begin Data section
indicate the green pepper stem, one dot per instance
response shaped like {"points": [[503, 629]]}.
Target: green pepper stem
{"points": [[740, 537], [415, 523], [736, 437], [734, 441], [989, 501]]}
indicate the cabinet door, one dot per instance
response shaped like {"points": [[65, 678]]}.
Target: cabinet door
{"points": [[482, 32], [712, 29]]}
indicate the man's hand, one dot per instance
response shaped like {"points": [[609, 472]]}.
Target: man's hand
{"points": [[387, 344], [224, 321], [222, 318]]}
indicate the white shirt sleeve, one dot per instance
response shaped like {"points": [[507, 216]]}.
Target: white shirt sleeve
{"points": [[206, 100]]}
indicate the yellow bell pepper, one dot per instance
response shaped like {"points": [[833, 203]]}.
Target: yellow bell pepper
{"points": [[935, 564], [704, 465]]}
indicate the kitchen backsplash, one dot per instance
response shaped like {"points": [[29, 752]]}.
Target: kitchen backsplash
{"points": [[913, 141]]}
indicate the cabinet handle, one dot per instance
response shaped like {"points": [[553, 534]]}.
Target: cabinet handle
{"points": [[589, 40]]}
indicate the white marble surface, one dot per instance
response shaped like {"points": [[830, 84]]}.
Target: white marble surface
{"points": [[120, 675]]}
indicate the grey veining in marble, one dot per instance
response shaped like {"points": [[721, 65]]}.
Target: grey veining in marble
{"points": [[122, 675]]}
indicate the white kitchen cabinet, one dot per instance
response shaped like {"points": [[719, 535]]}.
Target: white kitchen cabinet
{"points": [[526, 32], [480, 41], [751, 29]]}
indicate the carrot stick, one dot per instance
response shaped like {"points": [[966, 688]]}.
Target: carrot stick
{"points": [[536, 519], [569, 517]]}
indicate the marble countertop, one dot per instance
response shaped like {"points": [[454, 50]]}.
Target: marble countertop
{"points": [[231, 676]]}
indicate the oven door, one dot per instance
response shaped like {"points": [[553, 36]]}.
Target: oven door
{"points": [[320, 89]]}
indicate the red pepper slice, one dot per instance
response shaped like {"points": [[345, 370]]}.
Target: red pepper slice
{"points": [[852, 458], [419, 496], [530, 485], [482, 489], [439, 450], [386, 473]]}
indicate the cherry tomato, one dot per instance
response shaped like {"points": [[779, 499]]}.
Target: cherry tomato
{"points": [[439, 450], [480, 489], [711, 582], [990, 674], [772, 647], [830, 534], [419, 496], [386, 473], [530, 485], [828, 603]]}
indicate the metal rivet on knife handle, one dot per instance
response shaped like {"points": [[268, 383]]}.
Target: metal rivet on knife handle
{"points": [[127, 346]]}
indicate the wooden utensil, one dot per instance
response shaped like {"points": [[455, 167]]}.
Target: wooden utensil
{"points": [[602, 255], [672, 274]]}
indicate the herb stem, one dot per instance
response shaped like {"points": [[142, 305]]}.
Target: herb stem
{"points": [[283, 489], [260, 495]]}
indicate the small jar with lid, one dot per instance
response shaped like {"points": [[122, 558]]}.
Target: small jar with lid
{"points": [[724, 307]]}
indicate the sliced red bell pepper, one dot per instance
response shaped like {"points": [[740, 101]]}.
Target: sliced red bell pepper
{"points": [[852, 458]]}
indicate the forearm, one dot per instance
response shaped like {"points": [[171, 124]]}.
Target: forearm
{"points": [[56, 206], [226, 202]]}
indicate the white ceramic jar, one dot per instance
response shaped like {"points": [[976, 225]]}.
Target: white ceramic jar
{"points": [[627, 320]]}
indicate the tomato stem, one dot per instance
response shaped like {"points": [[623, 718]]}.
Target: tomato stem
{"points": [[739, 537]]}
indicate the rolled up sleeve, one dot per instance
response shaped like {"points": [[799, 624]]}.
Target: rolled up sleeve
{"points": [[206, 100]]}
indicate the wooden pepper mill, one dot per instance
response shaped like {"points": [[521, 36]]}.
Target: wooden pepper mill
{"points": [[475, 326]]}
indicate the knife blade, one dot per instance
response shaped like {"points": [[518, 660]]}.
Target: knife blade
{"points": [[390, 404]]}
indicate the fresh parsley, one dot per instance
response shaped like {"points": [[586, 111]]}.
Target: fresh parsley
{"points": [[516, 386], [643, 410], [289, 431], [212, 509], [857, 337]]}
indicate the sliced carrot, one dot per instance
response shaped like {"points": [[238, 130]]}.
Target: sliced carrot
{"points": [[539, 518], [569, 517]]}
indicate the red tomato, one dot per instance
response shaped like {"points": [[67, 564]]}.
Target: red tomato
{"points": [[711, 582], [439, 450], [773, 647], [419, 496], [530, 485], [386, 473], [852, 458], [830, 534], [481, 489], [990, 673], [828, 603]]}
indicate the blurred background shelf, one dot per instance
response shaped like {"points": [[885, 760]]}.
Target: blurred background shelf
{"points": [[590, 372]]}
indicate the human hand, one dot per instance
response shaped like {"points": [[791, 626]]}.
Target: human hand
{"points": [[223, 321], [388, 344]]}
end Data section
begin Data section
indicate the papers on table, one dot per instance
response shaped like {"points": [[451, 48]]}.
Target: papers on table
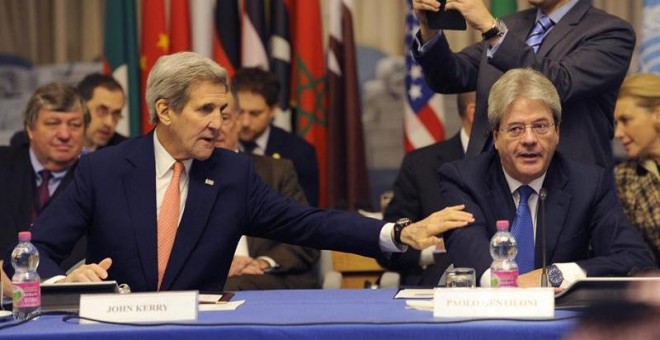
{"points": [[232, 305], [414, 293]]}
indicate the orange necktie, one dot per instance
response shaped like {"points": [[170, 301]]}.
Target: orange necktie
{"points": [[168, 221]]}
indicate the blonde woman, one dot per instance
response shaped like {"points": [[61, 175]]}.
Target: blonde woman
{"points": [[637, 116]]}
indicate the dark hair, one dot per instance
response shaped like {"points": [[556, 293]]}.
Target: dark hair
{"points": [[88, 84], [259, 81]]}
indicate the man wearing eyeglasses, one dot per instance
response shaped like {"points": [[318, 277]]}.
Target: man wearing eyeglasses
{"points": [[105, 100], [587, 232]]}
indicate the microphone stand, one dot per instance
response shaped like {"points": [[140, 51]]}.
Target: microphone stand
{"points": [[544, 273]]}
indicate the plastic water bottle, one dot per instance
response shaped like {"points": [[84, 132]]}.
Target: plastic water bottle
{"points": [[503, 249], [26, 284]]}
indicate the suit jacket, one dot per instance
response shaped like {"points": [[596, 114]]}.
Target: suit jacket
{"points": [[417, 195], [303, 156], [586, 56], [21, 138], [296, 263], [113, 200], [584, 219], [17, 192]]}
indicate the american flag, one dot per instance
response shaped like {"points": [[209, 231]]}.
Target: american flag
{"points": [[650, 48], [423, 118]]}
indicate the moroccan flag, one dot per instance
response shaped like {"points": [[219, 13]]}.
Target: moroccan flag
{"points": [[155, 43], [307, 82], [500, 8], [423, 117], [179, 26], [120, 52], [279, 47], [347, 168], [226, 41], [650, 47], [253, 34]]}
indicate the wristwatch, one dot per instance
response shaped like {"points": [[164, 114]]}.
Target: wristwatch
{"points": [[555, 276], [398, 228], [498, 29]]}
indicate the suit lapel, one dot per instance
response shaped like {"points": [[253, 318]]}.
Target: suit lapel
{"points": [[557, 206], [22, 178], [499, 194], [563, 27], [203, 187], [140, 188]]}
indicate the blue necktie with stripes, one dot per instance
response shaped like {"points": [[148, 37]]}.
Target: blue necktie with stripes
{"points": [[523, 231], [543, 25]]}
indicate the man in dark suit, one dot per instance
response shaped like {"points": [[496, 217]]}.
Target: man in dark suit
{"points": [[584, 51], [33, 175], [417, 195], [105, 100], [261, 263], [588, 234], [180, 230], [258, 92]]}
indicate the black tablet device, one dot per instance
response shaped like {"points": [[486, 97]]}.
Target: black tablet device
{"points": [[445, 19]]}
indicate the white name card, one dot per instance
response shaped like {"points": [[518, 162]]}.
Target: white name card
end Data section
Show each line of the data that contains the word "eyeglasses".

indicate the man wearing eyeglasses, one dot per instance
Target: man wearing eyeglasses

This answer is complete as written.